[Recorded data]
※ ※ ※

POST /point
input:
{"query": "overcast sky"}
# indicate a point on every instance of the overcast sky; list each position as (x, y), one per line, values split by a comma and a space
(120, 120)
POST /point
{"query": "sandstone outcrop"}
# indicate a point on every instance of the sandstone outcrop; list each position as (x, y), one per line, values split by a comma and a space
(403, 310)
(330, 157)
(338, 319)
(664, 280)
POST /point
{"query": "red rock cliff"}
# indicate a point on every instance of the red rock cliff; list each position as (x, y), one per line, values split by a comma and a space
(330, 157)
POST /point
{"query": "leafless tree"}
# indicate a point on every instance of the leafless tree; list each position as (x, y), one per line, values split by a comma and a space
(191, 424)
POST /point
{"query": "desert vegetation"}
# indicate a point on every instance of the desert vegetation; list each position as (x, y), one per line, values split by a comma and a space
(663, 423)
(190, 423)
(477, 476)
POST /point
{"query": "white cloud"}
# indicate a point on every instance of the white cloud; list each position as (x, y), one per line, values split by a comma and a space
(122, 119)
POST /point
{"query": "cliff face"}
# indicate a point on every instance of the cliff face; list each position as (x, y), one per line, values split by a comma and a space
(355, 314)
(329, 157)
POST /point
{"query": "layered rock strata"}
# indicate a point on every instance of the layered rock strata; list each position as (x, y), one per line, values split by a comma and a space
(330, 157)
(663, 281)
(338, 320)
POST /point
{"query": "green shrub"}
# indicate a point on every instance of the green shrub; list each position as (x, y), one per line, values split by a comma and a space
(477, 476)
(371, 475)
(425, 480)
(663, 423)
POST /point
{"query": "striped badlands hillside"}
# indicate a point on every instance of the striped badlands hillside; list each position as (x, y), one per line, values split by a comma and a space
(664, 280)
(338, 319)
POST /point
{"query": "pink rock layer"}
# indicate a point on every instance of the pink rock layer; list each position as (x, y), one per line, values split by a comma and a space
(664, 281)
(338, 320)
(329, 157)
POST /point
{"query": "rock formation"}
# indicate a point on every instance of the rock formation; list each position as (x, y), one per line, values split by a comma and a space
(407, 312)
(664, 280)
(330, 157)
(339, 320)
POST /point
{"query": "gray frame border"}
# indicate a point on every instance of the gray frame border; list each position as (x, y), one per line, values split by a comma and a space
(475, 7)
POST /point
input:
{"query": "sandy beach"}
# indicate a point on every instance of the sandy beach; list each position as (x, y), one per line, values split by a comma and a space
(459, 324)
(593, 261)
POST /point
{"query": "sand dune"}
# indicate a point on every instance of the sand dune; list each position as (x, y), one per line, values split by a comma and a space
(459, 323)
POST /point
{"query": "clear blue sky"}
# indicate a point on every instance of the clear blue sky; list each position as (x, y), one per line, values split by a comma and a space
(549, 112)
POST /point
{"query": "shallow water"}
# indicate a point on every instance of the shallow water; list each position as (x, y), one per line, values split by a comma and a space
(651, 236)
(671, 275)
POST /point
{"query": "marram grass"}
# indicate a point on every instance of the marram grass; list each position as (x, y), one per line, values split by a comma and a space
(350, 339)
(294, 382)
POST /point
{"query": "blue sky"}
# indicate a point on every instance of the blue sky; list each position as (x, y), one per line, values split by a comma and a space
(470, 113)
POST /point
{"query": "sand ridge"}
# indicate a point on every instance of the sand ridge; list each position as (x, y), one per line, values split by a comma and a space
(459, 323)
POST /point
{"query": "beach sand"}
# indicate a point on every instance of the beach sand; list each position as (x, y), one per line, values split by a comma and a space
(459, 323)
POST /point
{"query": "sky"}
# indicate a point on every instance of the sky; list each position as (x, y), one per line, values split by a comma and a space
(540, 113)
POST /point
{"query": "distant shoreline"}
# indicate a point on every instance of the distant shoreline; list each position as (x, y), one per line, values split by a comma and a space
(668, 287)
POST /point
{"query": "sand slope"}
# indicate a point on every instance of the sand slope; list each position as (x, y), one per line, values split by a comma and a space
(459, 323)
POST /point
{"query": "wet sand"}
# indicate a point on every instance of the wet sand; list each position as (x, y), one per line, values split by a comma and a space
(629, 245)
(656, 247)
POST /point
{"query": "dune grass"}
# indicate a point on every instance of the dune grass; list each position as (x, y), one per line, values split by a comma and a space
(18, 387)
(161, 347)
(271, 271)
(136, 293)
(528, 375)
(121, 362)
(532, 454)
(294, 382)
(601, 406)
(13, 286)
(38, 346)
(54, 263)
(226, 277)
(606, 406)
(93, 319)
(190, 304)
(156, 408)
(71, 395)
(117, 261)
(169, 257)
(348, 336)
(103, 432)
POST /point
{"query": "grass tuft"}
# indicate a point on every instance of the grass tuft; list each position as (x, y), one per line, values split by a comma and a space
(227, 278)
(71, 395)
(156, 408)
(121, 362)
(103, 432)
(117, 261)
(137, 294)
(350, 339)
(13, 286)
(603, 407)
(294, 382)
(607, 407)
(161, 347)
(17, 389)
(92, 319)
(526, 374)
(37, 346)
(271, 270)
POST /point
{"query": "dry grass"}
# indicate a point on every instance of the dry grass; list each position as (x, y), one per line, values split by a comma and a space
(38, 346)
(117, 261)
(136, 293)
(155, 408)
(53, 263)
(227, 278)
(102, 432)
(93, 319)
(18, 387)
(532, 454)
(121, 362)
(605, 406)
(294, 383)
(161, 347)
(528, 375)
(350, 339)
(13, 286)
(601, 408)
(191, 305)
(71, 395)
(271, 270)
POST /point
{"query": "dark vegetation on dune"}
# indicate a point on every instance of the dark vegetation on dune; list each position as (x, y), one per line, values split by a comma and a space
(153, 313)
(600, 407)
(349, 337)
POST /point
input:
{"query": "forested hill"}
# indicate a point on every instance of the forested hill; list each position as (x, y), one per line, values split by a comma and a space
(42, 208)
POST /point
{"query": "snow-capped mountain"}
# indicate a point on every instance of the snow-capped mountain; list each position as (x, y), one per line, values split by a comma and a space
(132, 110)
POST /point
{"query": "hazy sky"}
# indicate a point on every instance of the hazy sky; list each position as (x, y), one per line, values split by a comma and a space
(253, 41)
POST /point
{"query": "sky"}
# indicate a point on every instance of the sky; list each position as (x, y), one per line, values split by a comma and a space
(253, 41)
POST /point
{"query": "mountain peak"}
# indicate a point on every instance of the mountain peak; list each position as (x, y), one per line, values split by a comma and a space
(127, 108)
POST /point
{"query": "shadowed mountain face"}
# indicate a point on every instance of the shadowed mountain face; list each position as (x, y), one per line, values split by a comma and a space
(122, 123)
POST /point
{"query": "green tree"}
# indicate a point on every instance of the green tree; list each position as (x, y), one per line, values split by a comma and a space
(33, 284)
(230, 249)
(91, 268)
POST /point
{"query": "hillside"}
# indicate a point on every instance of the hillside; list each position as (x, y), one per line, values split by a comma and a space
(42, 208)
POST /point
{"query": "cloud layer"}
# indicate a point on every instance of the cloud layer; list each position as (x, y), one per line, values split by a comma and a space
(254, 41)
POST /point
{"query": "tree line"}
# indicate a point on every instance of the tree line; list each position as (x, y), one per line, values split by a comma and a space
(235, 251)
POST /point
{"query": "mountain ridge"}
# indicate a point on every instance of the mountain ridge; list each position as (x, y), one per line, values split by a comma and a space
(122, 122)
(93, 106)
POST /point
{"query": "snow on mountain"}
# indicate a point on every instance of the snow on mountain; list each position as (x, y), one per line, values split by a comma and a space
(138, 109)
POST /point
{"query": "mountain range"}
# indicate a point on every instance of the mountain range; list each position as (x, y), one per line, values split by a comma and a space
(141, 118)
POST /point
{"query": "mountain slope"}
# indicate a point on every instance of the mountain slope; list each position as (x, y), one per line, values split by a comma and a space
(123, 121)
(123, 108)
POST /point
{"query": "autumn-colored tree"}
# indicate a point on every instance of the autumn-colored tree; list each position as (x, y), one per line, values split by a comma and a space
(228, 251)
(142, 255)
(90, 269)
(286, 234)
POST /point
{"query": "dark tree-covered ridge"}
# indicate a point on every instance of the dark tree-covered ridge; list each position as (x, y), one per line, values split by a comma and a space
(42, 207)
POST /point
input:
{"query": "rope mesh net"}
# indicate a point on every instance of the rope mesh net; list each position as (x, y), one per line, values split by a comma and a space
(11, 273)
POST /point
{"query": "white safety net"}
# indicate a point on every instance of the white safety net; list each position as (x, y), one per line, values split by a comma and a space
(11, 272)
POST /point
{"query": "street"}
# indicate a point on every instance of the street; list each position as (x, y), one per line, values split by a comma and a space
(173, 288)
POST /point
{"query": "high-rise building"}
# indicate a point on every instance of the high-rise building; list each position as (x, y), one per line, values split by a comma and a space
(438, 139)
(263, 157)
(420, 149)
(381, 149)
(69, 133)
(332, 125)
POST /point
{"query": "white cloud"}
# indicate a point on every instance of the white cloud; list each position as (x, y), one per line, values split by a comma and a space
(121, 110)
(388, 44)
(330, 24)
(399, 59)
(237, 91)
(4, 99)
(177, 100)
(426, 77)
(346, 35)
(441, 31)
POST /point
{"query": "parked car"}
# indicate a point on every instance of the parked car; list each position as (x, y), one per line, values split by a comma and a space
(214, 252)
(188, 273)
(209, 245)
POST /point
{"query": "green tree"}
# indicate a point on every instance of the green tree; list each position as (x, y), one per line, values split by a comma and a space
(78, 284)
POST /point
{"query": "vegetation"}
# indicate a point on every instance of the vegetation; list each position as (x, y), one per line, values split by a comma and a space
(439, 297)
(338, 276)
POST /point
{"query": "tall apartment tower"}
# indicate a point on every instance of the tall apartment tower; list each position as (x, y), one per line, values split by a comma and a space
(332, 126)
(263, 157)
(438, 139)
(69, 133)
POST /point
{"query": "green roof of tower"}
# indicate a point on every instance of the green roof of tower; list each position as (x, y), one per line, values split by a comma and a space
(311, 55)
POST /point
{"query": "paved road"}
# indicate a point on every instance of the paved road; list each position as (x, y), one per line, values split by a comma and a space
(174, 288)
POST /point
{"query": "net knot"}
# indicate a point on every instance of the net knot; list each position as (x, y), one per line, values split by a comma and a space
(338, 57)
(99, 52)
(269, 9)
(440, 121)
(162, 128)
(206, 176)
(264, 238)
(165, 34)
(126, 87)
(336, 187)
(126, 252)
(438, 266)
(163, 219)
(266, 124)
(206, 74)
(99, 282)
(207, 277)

※ ※ ※

Aim: Collect every line of the records above that contains the word "desert", and copy each such line as it appears.

Output for this exercise:
{"query": "desert vegetation"}
# indicate a point on every instance of the desert vegetation; list each position as (x, y), one per line, values split by a comma and a space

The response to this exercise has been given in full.